SET EXERCISE
Recast every line of the records below as a numbered list, skipping any blank lines and leaving out the pictures.

ENTRIES PROVIDED

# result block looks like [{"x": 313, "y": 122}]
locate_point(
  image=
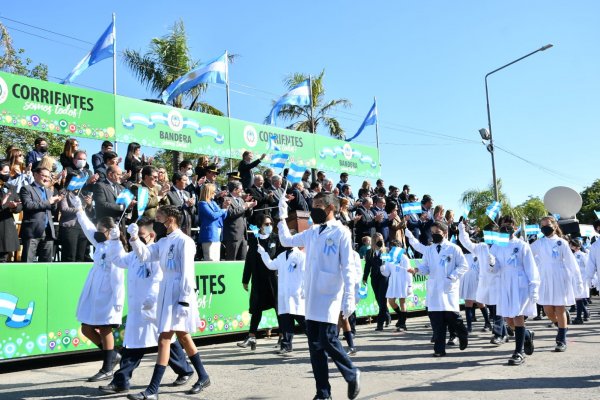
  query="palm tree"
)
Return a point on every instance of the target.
[
  {"x": 307, "y": 121},
  {"x": 166, "y": 59}
]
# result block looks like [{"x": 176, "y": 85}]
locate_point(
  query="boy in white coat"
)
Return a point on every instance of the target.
[
  {"x": 141, "y": 332},
  {"x": 290, "y": 267},
  {"x": 329, "y": 287}
]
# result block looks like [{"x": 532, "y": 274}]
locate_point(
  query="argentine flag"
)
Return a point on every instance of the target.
[
  {"x": 493, "y": 210},
  {"x": 299, "y": 95},
  {"x": 104, "y": 48},
  {"x": 371, "y": 119},
  {"x": 295, "y": 173},
  {"x": 411, "y": 208},
  {"x": 214, "y": 71}
]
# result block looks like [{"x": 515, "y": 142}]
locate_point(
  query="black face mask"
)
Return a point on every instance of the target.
[
  {"x": 547, "y": 230},
  {"x": 318, "y": 215},
  {"x": 100, "y": 237}
]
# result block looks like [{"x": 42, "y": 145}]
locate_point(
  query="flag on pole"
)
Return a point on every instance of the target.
[
  {"x": 493, "y": 210},
  {"x": 104, "y": 48},
  {"x": 77, "y": 182},
  {"x": 295, "y": 173},
  {"x": 214, "y": 71},
  {"x": 370, "y": 119},
  {"x": 125, "y": 198},
  {"x": 411, "y": 208},
  {"x": 299, "y": 95},
  {"x": 143, "y": 198},
  {"x": 279, "y": 160}
]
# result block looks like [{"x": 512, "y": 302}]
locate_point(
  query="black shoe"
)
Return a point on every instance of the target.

EXERCISE ANSWER
1. # result block looks like [{"x": 313, "y": 122}]
2. locate_point(
3.   image=
4.   query="palm tree"
5. )
6. Return a point on every instance of the target.
7. [
8.   {"x": 307, "y": 121},
9.   {"x": 166, "y": 59}
10. ]
11. # result block looks like [{"x": 176, "y": 85}]
12. locate_point(
13.   query="boy in white coat"
14. )
15. Return a point on every instance of the target.
16. [
17.   {"x": 141, "y": 332},
18.   {"x": 290, "y": 267},
19.   {"x": 329, "y": 287}
20. ]
21. # result block looks like [{"x": 532, "y": 274}]
22. locate_point(
23.   query="argentine flag"
24. )
25. Return a point on every instance of the target.
26. [
27.   {"x": 493, "y": 210},
28.   {"x": 299, "y": 95},
29.   {"x": 104, "y": 48},
30.   {"x": 371, "y": 119},
31.   {"x": 295, "y": 173},
32.   {"x": 411, "y": 208},
33.   {"x": 214, "y": 71}
34. ]
35. # result block looks like [{"x": 515, "y": 142}]
36. locate_point(
37.   query="black face mask"
38. )
39. Return a point on every instance of the target.
40. [
41.   {"x": 547, "y": 230},
42.   {"x": 318, "y": 215},
43.   {"x": 100, "y": 237}
44. ]
45. # result block looks like [{"x": 42, "y": 145}]
46. locate_point(
47.   query="flag on pole"
48. )
49. Return a point on every instance of the target.
50. [
51.   {"x": 493, "y": 210},
52.   {"x": 104, "y": 48},
53.   {"x": 77, "y": 182},
54.   {"x": 295, "y": 173},
55.   {"x": 214, "y": 71},
56.   {"x": 370, "y": 119},
57.   {"x": 125, "y": 198},
58.   {"x": 411, "y": 208},
59.   {"x": 299, "y": 95},
60.   {"x": 143, "y": 198},
61.   {"x": 279, "y": 160}
62. ]
63. # result block looks like [{"x": 512, "y": 302}]
64. locate_point(
65.   query="black shoe"
66. )
67. Return a point on every instance of the target.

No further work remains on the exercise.